Work to be completed
Pick out each line in the rows below that contains the word "strap", and copy those lines. Case counts.
===== Data records
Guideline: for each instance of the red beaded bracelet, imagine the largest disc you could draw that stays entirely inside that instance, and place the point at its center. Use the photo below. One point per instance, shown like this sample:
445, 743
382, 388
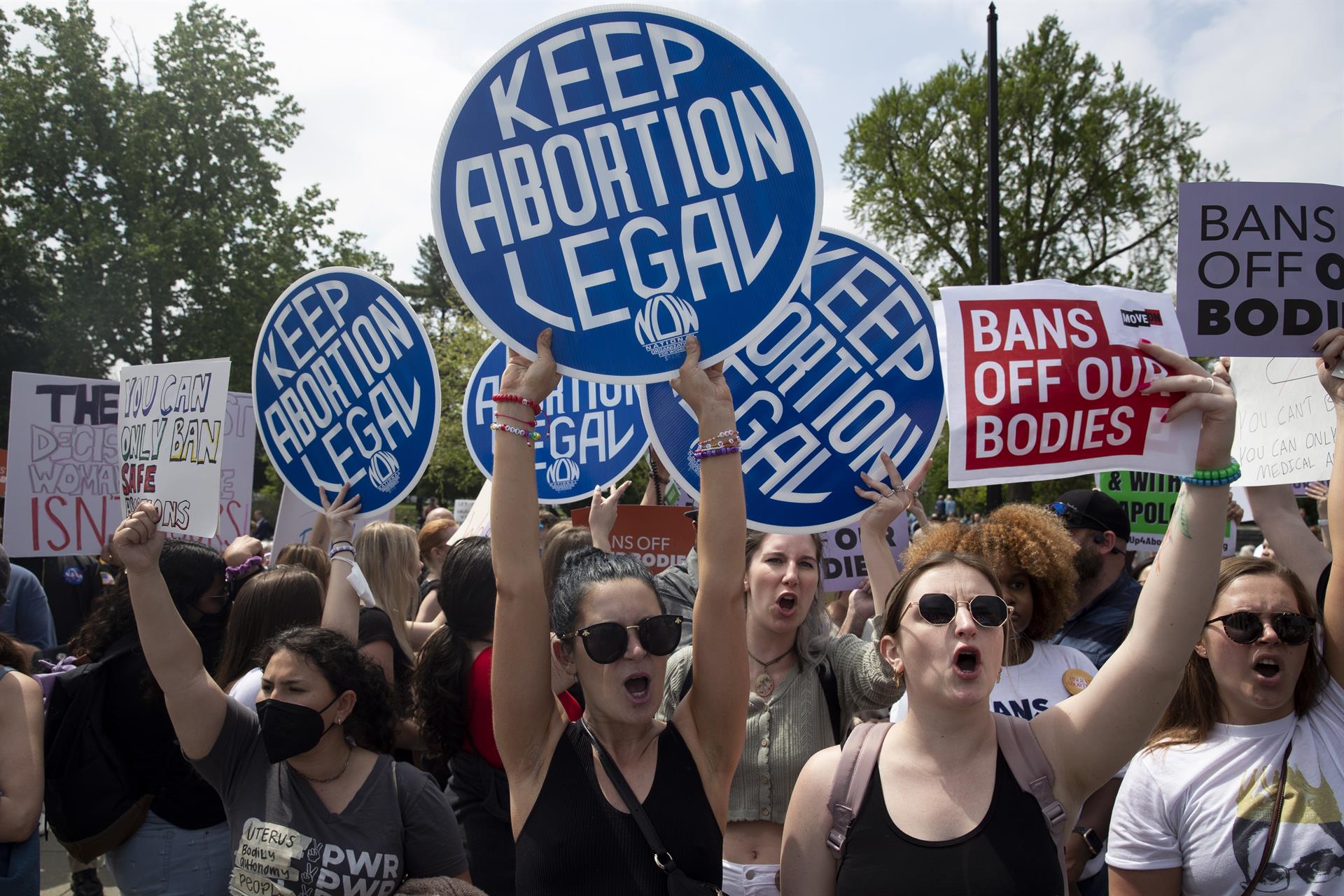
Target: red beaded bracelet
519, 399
==========
===== Data records
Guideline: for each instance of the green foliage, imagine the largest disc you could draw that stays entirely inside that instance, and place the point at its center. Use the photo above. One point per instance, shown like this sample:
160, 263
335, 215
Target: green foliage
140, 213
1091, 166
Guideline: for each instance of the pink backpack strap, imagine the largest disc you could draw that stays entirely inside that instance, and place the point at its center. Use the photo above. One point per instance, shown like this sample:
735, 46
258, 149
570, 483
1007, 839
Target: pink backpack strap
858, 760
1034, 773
==========
Exercise response
Guideline: for each instance of the pink backpack strap, imagine the largest disc you could draw that stays entirely inside that instance, and place the point at its center. Use the photo above. One point per instance, shown like this sample:
Target: pink backpack strap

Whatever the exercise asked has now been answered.